▶ [WORK TO COMPLETE] Copy everything in the records from the line containing "Reviewer note: verify that every instance of the red" down to the line containing "column 483, row 521", replacing "red siding" with "red cladding" and leaving all else unchanged.

====== STORED ROWS ======

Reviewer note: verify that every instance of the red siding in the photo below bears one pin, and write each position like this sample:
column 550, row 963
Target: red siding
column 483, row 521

======
====== STORED ROWS ======

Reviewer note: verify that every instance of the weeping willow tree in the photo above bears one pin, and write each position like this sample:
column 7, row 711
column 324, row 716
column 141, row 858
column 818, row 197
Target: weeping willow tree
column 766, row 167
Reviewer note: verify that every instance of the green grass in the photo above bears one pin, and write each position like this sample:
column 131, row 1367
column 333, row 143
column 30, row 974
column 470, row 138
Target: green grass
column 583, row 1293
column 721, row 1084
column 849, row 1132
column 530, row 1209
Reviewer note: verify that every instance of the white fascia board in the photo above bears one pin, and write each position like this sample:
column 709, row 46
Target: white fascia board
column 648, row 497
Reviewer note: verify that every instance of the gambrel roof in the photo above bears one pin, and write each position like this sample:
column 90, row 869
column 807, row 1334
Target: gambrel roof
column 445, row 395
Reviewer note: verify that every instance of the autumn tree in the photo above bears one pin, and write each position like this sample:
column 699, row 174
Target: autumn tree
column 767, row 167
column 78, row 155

======

▶ [FULL ANSWER]
Reviewer note: verify that every instance of the red cladding in the photo below bears one pin, and write each position like this sample:
column 550, row 963
Target: red cladding
column 483, row 521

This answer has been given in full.